*PROBLEM TO SOLVE*
Counting the line with "point(123, 259)" as the last one, copy out the lines of the data exactly from the first onward.

*DATA FOR PROCESSING*
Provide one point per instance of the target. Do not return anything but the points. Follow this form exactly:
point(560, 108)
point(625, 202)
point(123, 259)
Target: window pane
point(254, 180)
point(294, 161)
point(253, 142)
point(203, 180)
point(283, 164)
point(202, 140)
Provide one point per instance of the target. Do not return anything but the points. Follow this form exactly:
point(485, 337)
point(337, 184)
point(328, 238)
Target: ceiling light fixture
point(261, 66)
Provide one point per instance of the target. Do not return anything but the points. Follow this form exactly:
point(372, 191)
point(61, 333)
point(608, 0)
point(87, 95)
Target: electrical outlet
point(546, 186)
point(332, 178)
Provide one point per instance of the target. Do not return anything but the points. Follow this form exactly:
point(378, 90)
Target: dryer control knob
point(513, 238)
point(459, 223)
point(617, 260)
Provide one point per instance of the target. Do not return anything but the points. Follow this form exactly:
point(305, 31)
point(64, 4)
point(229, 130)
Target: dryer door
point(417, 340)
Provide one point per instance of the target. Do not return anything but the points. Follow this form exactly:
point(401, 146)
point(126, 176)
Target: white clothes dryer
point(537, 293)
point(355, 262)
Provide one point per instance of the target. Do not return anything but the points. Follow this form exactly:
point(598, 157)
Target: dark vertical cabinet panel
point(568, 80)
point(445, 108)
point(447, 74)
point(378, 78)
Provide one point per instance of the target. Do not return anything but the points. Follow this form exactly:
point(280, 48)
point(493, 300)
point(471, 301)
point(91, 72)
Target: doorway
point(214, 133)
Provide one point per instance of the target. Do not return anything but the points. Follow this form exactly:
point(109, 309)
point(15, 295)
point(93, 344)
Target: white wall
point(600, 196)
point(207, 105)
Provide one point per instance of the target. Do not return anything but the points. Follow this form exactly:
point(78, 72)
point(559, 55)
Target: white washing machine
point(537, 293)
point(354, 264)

*EXERCISE SOLUTION*
Provide one point per instance of the target. Do not return anything but the points. Follow this form exactly:
point(560, 108)
point(625, 202)
point(123, 259)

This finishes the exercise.